→ **WRITTEN PROBLEM**
Go through the listing and write out all of it exactly.

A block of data
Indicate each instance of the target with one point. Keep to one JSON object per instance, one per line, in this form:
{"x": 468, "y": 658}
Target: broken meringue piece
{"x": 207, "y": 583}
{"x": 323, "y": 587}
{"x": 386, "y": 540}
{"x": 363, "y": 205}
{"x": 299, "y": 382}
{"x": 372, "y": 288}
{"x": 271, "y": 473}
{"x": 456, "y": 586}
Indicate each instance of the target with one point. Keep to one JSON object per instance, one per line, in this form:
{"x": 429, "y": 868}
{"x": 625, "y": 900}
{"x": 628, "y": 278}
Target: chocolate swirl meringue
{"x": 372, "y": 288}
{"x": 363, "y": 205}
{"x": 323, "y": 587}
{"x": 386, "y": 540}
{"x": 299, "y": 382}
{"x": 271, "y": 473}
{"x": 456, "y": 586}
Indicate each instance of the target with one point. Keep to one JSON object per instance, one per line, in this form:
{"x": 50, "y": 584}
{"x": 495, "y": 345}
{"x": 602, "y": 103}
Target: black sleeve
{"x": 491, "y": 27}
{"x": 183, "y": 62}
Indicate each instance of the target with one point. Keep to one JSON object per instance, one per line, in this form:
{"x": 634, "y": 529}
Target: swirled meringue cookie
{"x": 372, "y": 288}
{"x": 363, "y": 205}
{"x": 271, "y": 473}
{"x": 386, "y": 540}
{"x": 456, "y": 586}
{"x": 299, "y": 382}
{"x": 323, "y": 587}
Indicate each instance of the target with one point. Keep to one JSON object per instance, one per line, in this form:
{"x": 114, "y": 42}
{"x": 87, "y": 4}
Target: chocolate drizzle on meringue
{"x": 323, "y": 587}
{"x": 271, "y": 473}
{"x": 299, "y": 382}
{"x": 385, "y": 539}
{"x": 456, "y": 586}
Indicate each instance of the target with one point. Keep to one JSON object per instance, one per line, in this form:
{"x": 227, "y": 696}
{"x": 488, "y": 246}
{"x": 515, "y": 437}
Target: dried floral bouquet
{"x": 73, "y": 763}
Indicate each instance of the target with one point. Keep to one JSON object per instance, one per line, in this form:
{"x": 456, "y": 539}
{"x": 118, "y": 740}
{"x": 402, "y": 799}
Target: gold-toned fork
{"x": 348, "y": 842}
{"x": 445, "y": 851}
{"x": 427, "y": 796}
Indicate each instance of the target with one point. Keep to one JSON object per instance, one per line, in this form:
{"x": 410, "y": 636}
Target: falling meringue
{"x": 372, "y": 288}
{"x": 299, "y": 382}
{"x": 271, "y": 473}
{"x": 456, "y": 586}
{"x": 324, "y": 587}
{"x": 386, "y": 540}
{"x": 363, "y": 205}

→ **FULL ANSWER**
Indicate each instance of the target with one point. Keep to one JSON object per instance, one per line, in this form:
{"x": 468, "y": 658}
Target: broken meringue piece
{"x": 207, "y": 583}
{"x": 323, "y": 587}
{"x": 386, "y": 540}
{"x": 363, "y": 205}
{"x": 299, "y": 382}
{"x": 372, "y": 288}
{"x": 271, "y": 473}
{"x": 456, "y": 586}
Indicate each instance of the target with one point. Keep to one JSON object per instance, one per line, in this form:
{"x": 429, "y": 868}
{"x": 625, "y": 900}
{"x": 628, "y": 278}
Target: chocolate swirl meringue
{"x": 372, "y": 288}
{"x": 363, "y": 205}
{"x": 323, "y": 587}
{"x": 386, "y": 540}
{"x": 299, "y": 382}
{"x": 271, "y": 473}
{"x": 456, "y": 586}
Indicate each instance of the target with one point. Keep to one JSON object per instance, one per line, in this form:
{"x": 50, "y": 584}
{"x": 495, "y": 345}
{"x": 602, "y": 103}
Target: black sleeve
{"x": 491, "y": 27}
{"x": 183, "y": 62}
Indicate each instance of the target with one point. Keep to one JSON object per instance, one per line, in this form:
{"x": 634, "y": 529}
Target: swirled meringue cookie
{"x": 372, "y": 288}
{"x": 363, "y": 205}
{"x": 271, "y": 473}
{"x": 386, "y": 540}
{"x": 456, "y": 586}
{"x": 299, "y": 382}
{"x": 323, "y": 587}
Indicate each instance of the target with one point. Keep to one JSON object per instance, one per line, in this form:
{"x": 114, "y": 42}
{"x": 87, "y": 4}
Target: chocolate drizzle on meringue
{"x": 323, "y": 587}
{"x": 271, "y": 473}
{"x": 299, "y": 382}
{"x": 385, "y": 539}
{"x": 456, "y": 586}
Indicate each instance of the target with one point. Keep to one JSON object per instance, one per line, in this form:
{"x": 227, "y": 696}
{"x": 488, "y": 246}
{"x": 515, "y": 437}
Target: dried floral bouquet
{"x": 73, "y": 763}
Indicate each instance of the target with one point. Keep to one JSON object per instance, one per line, in this form:
{"x": 456, "y": 539}
{"x": 118, "y": 740}
{"x": 402, "y": 799}
Target: gold-toned fork
{"x": 348, "y": 842}
{"x": 445, "y": 851}
{"x": 427, "y": 796}
Indicate each instance of the target with one point. Keep to one JSON object per instance, one per line, in this form:
{"x": 410, "y": 636}
Target: falling meringue
{"x": 372, "y": 288}
{"x": 299, "y": 382}
{"x": 271, "y": 473}
{"x": 456, "y": 586}
{"x": 324, "y": 587}
{"x": 386, "y": 540}
{"x": 363, "y": 205}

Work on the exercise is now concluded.